**Entries provided**.
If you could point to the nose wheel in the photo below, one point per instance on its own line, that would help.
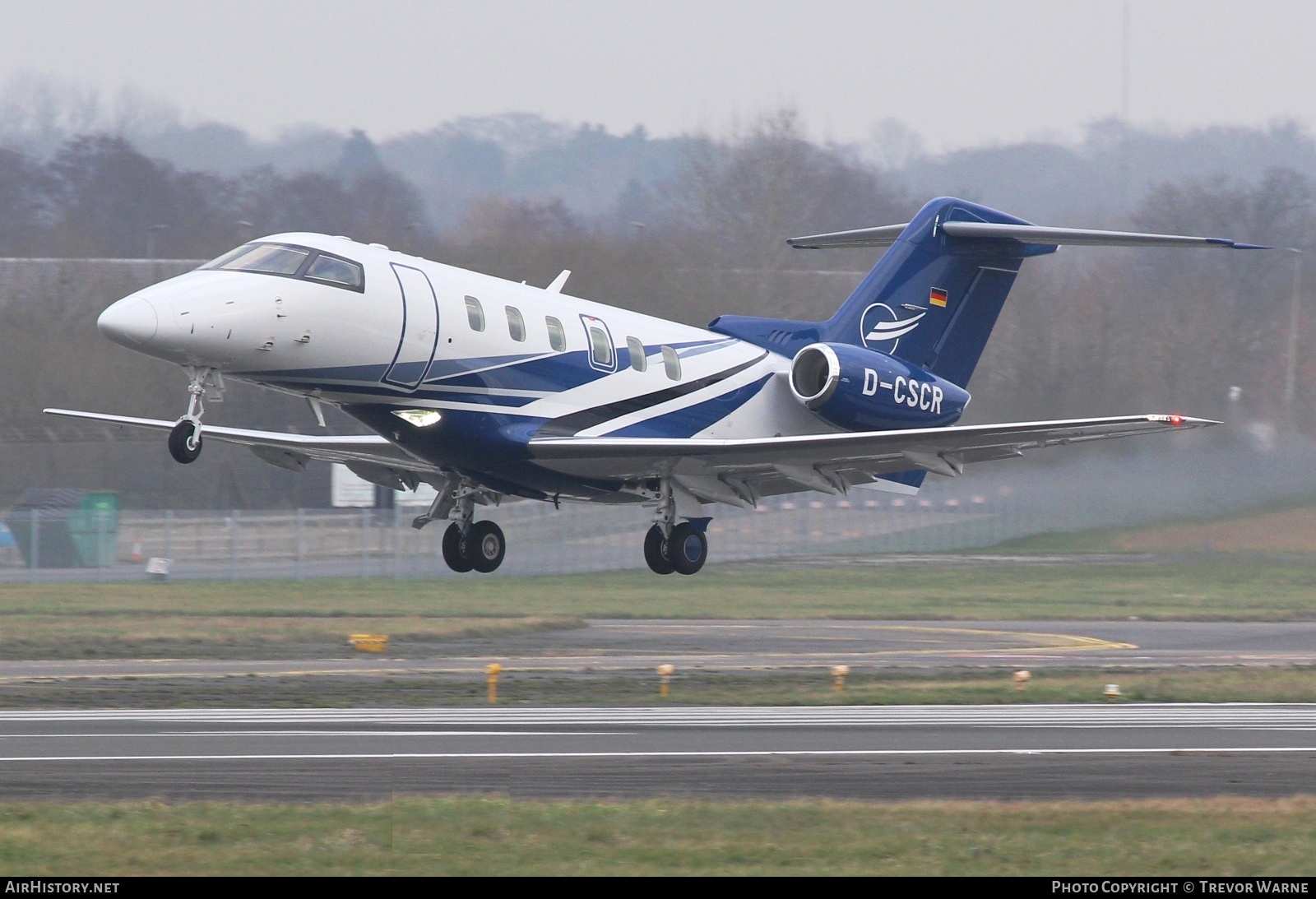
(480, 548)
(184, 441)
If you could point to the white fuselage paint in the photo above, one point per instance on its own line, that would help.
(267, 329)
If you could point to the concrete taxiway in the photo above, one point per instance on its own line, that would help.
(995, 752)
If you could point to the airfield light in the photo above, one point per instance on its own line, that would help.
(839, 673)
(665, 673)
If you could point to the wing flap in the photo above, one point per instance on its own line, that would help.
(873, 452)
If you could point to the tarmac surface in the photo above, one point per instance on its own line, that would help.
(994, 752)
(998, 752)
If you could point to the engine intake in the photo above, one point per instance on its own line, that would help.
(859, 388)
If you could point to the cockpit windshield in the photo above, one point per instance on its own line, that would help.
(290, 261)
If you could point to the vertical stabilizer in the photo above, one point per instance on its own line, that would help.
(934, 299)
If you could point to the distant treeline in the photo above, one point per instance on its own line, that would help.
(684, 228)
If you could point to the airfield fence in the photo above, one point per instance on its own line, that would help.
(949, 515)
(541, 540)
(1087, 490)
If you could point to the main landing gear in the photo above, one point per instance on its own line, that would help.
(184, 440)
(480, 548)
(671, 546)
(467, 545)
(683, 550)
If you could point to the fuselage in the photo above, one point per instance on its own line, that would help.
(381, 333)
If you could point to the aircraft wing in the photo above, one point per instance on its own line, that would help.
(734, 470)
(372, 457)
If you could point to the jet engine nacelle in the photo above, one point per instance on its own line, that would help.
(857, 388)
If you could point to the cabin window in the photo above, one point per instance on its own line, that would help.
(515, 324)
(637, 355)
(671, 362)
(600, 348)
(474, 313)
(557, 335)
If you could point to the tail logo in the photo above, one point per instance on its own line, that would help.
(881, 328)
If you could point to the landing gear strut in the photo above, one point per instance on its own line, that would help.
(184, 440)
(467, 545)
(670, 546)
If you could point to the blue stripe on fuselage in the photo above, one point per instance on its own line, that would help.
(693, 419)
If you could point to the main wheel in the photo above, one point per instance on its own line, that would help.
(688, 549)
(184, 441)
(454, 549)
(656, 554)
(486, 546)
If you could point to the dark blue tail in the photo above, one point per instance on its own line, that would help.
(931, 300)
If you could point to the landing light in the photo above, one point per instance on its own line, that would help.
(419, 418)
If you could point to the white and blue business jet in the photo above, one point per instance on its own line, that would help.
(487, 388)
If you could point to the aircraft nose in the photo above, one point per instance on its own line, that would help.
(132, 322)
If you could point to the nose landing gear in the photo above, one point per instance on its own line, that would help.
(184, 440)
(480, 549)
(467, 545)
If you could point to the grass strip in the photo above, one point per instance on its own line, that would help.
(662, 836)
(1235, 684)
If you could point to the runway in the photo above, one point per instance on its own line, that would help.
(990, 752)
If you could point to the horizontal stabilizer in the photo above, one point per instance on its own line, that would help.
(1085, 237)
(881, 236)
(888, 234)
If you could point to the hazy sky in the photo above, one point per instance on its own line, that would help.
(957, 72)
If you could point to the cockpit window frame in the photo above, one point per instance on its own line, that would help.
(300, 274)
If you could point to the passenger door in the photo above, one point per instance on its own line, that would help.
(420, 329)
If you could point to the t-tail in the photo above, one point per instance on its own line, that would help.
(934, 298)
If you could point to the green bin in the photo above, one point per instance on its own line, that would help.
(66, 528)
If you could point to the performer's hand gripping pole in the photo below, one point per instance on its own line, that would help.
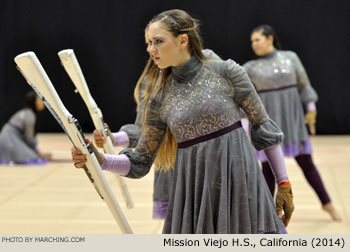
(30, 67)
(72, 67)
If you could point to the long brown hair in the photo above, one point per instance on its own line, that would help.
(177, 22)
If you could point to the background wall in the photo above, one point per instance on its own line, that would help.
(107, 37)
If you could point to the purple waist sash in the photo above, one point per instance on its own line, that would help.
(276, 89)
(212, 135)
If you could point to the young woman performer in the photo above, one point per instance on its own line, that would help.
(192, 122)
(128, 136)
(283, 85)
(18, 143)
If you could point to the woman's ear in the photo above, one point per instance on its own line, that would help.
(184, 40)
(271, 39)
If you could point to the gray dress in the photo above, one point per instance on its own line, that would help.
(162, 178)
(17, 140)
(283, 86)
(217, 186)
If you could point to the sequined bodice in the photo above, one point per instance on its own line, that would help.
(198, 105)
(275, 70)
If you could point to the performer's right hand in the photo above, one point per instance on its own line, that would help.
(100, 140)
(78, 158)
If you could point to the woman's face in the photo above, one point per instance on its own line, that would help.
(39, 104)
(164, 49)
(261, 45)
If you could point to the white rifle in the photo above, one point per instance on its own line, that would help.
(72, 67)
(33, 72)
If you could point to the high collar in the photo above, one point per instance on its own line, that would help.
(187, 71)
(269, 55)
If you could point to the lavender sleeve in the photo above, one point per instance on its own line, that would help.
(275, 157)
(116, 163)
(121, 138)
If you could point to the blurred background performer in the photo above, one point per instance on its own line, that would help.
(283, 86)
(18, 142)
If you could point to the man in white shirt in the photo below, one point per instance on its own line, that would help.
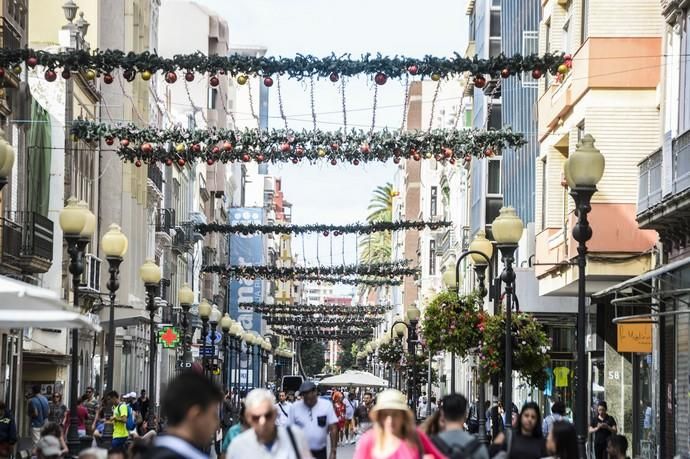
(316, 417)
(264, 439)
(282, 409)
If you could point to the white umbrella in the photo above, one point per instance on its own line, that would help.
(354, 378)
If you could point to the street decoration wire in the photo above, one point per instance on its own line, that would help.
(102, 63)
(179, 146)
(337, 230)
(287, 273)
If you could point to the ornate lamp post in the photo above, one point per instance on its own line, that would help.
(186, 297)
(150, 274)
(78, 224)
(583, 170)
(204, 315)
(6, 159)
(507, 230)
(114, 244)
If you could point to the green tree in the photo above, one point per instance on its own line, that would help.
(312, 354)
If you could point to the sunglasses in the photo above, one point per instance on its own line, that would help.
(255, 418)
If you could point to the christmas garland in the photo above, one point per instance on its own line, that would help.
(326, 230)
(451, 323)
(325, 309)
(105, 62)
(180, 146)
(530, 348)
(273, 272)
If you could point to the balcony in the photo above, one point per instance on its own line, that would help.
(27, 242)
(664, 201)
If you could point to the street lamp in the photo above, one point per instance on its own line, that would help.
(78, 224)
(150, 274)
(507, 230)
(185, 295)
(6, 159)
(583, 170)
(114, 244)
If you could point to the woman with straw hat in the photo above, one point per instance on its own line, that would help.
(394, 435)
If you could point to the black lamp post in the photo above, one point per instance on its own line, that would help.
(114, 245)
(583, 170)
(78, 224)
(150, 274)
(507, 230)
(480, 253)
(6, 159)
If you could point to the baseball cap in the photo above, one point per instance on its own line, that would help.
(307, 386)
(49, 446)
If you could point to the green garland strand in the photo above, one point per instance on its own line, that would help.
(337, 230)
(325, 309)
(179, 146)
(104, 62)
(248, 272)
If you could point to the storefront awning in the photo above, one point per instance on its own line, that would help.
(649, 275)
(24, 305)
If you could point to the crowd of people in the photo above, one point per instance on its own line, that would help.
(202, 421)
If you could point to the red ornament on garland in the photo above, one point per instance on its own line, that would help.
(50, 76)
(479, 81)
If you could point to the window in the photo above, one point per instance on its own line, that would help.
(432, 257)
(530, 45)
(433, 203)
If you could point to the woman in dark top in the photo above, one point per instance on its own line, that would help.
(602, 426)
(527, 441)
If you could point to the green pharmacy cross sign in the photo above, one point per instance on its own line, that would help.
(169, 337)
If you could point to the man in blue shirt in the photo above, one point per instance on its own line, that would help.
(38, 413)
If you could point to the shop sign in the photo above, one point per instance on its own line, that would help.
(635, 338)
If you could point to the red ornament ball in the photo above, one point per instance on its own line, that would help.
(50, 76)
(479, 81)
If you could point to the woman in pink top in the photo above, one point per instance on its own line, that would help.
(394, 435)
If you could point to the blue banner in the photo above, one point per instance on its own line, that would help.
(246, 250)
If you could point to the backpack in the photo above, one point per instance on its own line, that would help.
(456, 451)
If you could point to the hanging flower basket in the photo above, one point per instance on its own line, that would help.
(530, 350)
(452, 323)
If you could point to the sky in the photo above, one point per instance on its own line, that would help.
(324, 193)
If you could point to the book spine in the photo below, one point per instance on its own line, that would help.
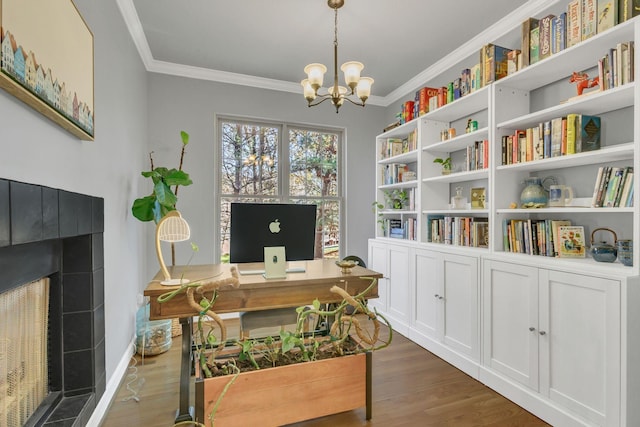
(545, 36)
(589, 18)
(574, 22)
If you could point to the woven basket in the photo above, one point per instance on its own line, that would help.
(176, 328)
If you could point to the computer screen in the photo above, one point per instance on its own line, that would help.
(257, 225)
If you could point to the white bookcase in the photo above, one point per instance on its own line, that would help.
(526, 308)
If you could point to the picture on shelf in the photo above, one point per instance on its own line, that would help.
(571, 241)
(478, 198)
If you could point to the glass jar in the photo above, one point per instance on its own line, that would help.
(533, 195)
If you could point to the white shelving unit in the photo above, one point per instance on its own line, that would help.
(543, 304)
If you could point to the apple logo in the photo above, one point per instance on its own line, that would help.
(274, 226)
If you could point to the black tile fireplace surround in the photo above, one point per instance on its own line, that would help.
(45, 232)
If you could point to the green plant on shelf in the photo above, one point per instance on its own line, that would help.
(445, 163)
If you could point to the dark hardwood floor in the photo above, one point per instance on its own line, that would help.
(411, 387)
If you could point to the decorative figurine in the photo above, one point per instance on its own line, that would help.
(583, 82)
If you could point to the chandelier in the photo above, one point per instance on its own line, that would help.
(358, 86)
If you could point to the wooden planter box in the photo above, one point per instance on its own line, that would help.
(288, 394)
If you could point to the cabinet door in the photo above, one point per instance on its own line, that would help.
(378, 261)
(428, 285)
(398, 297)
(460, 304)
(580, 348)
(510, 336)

**Activity**. Return, word for word, each line from the line that contains "If you could point to the white shelving" to the end of the listing above; include both end lines and nothing else.

**The completed task**.
If you could point to the white shelving unit in the photo above, one point per instance on its own line, that would help.
(543, 304)
If you could point to the apple logo in the photo above, one point per instance on its own line, that would help.
(274, 226)
If you could point to the black tile fireplace surround in the photo above, one point per instance on its own line, that would help.
(45, 232)
If you could point to the green plant on shelf in the photo above, one point per instance on its own line, that would help.
(445, 163)
If you could point to the dark hardwood floor in the photo above, one point per instance on its own line, that would help.
(411, 387)
If you could point to the decorative figurine in the photo above, one point per instance on its own line, that would help.
(583, 82)
If you could point to the chandelier in the photo above, one point per instance on its own line, that would help.
(358, 86)
If you could point to the wooden planter box in the photo above, one point per instance on its own line, that would help.
(288, 394)
If you could point to the cabinet door in the photo above, one point per instance on its own line, that would help.
(378, 261)
(428, 285)
(398, 297)
(460, 304)
(580, 348)
(510, 336)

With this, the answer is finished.